------ Task material

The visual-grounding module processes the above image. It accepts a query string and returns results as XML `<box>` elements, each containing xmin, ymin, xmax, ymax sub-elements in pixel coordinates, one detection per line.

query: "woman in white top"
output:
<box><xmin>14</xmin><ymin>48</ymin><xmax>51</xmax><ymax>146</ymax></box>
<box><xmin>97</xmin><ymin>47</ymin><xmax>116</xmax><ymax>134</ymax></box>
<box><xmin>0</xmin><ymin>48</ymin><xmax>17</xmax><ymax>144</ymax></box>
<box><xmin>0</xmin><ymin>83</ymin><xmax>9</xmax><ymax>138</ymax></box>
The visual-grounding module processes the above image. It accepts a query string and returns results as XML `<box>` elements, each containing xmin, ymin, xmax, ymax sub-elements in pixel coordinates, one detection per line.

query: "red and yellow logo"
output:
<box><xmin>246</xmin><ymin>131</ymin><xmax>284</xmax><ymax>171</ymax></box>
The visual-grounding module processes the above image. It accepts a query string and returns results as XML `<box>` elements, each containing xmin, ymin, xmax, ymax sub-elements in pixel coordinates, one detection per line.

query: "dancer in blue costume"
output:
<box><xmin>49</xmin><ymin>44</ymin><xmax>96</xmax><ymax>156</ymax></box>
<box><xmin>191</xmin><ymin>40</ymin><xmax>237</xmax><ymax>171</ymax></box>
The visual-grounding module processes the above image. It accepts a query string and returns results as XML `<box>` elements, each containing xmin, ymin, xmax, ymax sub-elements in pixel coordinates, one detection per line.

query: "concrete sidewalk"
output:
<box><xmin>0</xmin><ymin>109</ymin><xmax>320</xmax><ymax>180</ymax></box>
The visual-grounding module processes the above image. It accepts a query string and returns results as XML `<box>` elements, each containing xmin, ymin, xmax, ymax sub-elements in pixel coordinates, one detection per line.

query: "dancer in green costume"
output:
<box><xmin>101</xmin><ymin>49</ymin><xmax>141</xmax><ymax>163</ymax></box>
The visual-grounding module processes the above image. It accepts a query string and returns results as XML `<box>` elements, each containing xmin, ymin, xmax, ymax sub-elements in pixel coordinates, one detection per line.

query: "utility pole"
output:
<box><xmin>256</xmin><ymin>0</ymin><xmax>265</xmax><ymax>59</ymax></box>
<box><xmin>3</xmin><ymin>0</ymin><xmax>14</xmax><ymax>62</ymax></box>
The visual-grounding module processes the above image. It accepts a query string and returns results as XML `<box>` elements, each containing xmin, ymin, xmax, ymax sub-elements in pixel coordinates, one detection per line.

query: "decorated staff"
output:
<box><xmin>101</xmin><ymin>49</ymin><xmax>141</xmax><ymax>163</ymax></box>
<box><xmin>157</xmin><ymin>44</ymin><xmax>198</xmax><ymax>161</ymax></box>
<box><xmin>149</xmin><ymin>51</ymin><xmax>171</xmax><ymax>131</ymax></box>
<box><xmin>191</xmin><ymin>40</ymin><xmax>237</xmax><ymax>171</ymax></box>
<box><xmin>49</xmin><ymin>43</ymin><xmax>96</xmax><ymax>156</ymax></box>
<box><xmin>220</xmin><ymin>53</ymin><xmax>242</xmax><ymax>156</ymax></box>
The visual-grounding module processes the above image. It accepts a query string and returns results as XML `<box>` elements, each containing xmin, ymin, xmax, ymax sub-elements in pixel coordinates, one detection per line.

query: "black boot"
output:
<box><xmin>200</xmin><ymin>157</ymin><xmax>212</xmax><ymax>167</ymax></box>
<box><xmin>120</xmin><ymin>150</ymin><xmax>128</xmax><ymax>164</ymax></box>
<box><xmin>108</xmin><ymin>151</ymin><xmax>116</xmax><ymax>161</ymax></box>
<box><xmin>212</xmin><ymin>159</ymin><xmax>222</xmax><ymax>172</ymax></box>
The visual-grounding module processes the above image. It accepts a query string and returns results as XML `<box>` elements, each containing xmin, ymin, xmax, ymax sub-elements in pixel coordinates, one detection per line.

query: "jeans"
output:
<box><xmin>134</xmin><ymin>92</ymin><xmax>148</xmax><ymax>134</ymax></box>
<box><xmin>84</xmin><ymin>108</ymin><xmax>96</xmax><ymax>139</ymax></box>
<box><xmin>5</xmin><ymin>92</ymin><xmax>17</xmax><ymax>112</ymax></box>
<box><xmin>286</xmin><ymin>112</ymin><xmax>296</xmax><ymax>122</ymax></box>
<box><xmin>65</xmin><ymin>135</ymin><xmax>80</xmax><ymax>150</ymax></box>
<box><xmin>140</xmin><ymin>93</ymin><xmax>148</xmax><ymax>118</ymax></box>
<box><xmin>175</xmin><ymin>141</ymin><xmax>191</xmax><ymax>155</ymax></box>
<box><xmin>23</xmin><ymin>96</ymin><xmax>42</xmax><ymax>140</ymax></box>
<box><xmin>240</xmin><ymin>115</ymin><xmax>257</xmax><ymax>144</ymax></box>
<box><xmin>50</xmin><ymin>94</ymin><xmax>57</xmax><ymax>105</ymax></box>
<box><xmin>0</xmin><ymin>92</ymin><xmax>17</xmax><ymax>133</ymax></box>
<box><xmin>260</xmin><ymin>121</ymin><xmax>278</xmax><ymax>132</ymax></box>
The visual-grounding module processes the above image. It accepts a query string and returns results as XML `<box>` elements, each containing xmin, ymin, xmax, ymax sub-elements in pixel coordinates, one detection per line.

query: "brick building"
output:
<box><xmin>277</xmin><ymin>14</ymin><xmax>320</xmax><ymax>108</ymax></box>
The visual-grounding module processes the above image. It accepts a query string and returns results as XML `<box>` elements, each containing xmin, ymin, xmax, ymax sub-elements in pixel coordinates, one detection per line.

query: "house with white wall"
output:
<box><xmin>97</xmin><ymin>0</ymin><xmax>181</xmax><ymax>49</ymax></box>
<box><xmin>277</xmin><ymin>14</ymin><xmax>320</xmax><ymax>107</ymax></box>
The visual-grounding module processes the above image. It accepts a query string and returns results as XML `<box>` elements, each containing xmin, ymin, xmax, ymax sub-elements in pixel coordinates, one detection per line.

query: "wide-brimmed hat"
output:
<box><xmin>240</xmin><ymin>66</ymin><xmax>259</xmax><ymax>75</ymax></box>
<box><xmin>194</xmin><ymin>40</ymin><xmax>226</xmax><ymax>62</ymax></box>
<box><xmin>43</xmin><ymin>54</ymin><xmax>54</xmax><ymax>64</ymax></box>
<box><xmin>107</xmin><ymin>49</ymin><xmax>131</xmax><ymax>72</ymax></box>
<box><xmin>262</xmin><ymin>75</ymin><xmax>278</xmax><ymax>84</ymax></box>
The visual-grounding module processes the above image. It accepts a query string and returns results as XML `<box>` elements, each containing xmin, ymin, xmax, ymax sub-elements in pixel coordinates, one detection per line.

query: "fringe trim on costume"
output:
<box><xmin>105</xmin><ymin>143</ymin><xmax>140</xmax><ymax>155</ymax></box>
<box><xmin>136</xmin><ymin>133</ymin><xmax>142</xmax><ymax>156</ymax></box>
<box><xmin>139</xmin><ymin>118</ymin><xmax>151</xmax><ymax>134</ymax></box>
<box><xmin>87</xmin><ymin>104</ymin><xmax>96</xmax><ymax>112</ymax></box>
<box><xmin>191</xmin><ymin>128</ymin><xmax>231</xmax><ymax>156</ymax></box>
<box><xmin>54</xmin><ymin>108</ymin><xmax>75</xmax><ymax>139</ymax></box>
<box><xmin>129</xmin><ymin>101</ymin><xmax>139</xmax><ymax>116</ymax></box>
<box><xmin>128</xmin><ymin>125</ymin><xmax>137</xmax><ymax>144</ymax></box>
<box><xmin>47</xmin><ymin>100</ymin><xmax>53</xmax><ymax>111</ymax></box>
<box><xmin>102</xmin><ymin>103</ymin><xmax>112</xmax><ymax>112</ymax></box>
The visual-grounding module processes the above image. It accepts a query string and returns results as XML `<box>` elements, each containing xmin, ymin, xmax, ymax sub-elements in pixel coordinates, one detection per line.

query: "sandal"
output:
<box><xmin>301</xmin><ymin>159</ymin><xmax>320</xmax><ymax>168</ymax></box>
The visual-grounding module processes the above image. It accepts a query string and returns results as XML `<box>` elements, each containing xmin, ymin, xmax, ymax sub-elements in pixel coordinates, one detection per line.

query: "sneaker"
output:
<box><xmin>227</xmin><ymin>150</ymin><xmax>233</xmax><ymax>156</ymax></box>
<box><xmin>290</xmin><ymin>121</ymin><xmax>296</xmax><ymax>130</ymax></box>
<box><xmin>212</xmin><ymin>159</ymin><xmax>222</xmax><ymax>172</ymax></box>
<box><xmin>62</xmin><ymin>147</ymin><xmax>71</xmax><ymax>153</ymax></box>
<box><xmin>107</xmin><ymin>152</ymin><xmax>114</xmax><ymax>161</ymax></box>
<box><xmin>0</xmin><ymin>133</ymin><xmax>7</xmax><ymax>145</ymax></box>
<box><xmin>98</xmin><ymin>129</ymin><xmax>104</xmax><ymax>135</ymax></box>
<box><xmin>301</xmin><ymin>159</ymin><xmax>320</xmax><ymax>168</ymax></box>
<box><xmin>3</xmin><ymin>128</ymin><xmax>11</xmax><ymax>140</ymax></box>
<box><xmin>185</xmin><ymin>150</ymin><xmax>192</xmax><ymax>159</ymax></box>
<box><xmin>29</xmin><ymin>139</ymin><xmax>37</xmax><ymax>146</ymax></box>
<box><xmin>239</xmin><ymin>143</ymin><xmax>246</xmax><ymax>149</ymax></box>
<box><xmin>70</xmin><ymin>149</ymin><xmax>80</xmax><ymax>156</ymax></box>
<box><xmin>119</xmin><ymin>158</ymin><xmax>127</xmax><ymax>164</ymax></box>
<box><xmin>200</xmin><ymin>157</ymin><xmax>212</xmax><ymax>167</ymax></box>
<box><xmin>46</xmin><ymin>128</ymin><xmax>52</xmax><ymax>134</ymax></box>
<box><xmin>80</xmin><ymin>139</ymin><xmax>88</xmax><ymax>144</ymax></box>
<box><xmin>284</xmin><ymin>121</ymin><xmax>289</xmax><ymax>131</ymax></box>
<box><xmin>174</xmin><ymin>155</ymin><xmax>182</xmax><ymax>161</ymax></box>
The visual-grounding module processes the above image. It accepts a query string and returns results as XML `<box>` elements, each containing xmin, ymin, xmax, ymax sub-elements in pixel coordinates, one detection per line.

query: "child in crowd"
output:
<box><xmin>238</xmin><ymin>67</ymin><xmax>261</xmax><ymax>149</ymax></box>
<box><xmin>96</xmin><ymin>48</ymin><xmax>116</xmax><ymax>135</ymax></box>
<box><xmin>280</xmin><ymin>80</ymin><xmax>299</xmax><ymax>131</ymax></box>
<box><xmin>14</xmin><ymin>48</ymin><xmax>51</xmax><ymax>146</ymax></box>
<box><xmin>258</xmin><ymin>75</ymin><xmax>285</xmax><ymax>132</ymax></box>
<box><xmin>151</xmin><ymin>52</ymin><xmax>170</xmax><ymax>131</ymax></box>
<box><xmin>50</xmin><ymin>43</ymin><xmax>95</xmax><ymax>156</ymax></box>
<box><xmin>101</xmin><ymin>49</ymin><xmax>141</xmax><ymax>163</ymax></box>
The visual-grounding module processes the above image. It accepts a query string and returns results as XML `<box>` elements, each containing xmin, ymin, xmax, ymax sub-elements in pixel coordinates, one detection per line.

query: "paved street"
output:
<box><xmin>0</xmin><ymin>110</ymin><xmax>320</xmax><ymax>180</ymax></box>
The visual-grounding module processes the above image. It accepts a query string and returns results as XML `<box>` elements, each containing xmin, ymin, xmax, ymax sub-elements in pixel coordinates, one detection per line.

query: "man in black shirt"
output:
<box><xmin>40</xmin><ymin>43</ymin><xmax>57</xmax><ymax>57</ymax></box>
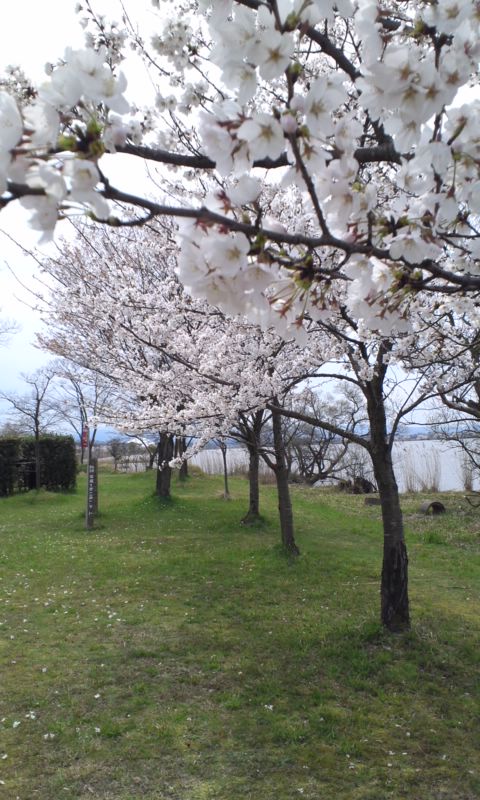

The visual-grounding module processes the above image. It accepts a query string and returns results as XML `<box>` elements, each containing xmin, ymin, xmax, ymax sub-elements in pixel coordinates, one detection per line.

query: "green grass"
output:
<box><xmin>0</xmin><ymin>473</ymin><xmax>480</xmax><ymax>800</ymax></box>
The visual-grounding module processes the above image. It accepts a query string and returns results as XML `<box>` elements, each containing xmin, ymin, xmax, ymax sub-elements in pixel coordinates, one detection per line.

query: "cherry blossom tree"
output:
<box><xmin>35</xmin><ymin>220</ymin><xmax>318</xmax><ymax>554</ymax></box>
<box><xmin>0</xmin><ymin>0</ymin><xmax>480</xmax><ymax>333</ymax></box>
<box><xmin>268</xmin><ymin>307</ymin><xmax>444</xmax><ymax>631</ymax></box>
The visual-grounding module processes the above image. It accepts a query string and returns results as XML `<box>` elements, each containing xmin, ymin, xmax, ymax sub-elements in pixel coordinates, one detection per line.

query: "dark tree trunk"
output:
<box><xmin>272</xmin><ymin>411</ymin><xmax>300</xmax><ymax>556</ymax></box>
<box><xmin>242</xmin><ymin>444</ymin><xmax>260</xmax><ymax>525</ymax></box>
<box><xmin>34</xmin><ymin>432</ymin><xmax>42</xmax><ymax>492</ymax></box>
<box><xmin>156</xmin><ymin>433</ymin><xmax>173</xmax><ymax>498</ymax></box>
<box><xmin>219</xmin><ymin>442</ymin><xmax>230</xmax><ymax>500</ymax></box>
<box><xmin>367</xmin><ymin>368</ymin><xmax>410</xmax><ymax>631</ymax></box>
<box><xmin>175</xmin><ymin>436</ymin><xmax>188</xmax><ymax>481</ymax></box>
<box><xmin>374</xmin><ymin>456</ymin><xmax>410</xmax><ymax>631</ymax></box>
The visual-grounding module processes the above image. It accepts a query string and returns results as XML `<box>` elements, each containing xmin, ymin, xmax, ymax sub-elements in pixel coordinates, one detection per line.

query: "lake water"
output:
<box><xmin>192</xmin><ymin>439</ymin><xmax>472</xmax><ymax>492</ymax></box>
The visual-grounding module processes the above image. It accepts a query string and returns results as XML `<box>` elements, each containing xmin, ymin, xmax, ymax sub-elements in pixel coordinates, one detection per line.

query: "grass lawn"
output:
<box><xmin>0</xmin><ymin>473</ymin><xmax>480</xmax><ymax>800</ymax></box>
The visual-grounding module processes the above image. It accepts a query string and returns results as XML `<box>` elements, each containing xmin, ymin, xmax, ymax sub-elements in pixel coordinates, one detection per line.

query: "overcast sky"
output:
<box><xmin>0</xmin><ymin>0</ymin><xmax>157</xmax><ymax>404</ymax></box>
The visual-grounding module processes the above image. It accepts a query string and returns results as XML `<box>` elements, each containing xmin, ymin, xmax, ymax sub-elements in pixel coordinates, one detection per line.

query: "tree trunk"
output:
<box><xmin>272</xmin><ymin>411</ymin><xmax>300</xmax><ymax>556</ymax></box>
<box><xmin>242</xmin><ymin>444</ymin><xmax>260</xmax><ymax>525</ymax></box>
<box><xmin>220</xmin><ymin>442</ymin><xmax>230</xmax><ymax>500</ymax></box>
<box><xmin>34</xmin><ymin>432</ymin><xmax>42</xmax><ymax>492</ymax></box>
<box><xmin>371</xmin><ymin>402</ymin><xmax>410</xmax><ymax>632</ymax></box>
<box><xmin>175</xmin><ymin>436</ymin><xmax>188</xmax><ymax>481</ymax></box>
<box><xmin>156</xmin><ymin>433</ymin><xmax>173</xmax><ymax>498</ymax></box>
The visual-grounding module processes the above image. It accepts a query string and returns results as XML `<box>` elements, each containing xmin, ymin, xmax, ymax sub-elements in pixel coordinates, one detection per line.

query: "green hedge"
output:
<box><xmin>0</xmin><ymin>438</ymin><xmax>20</xmax><ymax>497</ymax></box>
<box><xmin>0</xmin><ymin>435</ymin><xmax>77</xmax><ymax>496</ymax></box>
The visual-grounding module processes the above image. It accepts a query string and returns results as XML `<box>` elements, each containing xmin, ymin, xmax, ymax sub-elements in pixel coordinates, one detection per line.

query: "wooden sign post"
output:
<box><xmin>85</xmin><ymin>432</ymin><xmax>98</xmax><ymax>531</ymax></box>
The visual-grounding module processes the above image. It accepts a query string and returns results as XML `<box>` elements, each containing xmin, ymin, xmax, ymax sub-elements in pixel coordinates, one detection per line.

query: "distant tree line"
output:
<box><xmin>0</xmin><ymin>435</ymin><xmax>77</xmax><ymax>497</ymax></box>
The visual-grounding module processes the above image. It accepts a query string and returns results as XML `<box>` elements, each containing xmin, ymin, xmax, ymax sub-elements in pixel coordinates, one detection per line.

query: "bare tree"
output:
<box><xmin>0</xmin><ymin>368</ymin><xmax>59</xmax><ymax>490</ymax></box>
<box><xmin>52</xmin><ymin>359</ymin><xmax>114</xmax><ymax>464</ymax></box>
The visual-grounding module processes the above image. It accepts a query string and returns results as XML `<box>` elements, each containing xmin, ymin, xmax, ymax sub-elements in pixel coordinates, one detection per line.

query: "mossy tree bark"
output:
<box><xmin>272</xmin><ymin>411</ymin><xmax>300</xmax><ymax>556</ymax></box>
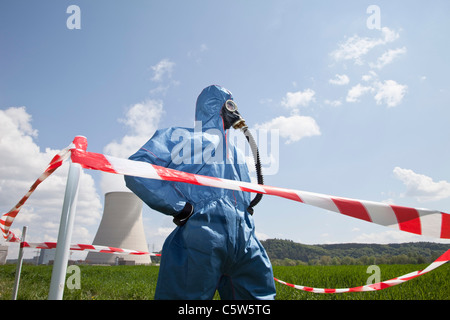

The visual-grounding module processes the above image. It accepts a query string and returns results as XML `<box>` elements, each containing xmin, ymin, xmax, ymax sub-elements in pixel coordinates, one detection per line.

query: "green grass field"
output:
<box><xmin>0</xmin><ymin>264</ymin><xmax>450</xmax><ymax>300</ymax></box>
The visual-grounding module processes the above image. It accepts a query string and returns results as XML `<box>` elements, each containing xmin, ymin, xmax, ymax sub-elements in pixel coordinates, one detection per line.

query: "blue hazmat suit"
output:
<box><xmin>125</xmin><ymin>85</ymin><xmax>276</xmax><ymax>300</ymax></box>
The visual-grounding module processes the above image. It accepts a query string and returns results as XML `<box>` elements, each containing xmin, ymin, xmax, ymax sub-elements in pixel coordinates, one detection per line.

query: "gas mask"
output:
<box><xmin>220</xmin><ymin>100</ymin><xmax>264</xmax><ymax>214</ymax></box>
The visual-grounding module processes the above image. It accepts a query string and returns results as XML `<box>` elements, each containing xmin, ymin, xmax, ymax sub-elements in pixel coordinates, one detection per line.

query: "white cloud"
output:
<box><xmin>281</xmin><ymin>89</ymin><xmax>316</xmax><ymax>109</ymax></box>
<box><xmin>101</xmin><ymin>100</ymin><xmax>163</xmax><ymax>193</ymax></box>
<box><xmin>346</xmin><ymin>83</ymin><xmax>373</xmax><ymax>102</ymax></box>
<box><xmin>0</xmin><ymin>107</ymin><xmax>102</xmax><ymax>254</ymax></box>
<box><xmin>369</xmin><ymin>47</ymin><xmax>406</xmax><ymax>69</ymax></box>
<box><xmin>393</xmin><ymin>167</ymin><xmax>450</xmax><ymax>202</ymax></box>
<box><xmin>328</xmin><ymin>74</ymin><xmax>350</xmax><ymax>86</ymax></box>
<box><xmin>324</xmin><ymin>99</ymin><xmax>342</xmax><ymax>107</ymax></box>
<box><xmin>151</xmin><ymin>59</ymin><xmax>175</xmax><ymax>82</ymax></box>
<box><xmin>330</xmin><ymin>27</ymin><xmax>399</xmax><ymax>65</ymax></box>
<box><xmin>346</xmin><ymin>79</ymin><xmax>408</xmax><ymax>107</ymax></box>
<box><xmin>374</xmin><ymin>80</ymin><xmax>408</xmax><ymax>107</ymax></box>
<box><xmin>255</xmin><ymin>115</ymin><xmax>321</xmax><ymax>143</ymax></box>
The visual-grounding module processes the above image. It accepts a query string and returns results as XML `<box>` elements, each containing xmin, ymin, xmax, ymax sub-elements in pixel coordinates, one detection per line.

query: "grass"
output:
<box><xmin>0</xmin><ymin>264</ymin><xmax>450</xmax><ymax>300</ymax></box>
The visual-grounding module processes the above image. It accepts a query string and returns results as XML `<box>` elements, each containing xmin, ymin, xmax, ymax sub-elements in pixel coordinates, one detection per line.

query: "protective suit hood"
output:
<box><xmin>195</xmin><ymin>85</ymin><xmax>233</xmax><ymax>131</ymax></box>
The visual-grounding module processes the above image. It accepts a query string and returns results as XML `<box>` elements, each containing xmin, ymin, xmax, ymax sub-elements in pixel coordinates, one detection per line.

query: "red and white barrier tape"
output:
<box><xmin>274</xmin><ymin>249</ymin><xmax>450</xmax><ymax>293</ymax></box>
<box><xmin>0</xmin><ymin>137</ymin><xmax>450</xmax><ymax>293</ymax></box>
<box><xmin>20</xmin><ymin>241</ymin><xmax>161</xmax><ymax>257</ymax></box>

------------

§ Aim: Which lines of the records contain the string "green"? Locate each one and copy it in full.

§ Answer for this exercise:
query: "dancer in green costume"
query: "green grass"
query: "green hedge"
query: "green grass field"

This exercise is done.